§ **Data items**
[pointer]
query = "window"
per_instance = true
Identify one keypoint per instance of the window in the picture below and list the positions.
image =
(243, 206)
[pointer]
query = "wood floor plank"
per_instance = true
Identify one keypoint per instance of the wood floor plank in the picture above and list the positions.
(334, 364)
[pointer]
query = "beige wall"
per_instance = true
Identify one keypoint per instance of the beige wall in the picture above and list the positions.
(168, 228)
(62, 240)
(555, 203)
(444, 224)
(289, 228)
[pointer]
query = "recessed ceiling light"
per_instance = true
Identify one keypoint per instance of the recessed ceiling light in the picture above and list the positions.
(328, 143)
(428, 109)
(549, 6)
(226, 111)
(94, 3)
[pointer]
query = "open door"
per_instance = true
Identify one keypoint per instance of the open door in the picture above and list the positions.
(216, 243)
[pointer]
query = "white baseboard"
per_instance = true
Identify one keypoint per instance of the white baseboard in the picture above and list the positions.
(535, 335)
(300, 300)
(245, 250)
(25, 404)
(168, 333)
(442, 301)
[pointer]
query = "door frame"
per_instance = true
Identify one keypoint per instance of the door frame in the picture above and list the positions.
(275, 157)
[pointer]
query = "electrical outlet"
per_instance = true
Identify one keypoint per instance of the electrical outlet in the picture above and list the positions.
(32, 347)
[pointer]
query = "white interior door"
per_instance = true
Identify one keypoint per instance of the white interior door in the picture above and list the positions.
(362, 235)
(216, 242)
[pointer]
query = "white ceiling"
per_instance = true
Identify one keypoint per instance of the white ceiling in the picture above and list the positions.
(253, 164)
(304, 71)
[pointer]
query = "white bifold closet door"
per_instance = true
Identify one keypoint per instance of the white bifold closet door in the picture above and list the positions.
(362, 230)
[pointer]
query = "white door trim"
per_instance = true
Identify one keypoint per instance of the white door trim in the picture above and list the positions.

§ **Description of the task**
Look through the data above. Each line containing the word "trim" needs to be copied.

§ **Response to this task**
query = "white door trim"
Identify one keypoint per instance of the white door trim in the picture above and list the positions.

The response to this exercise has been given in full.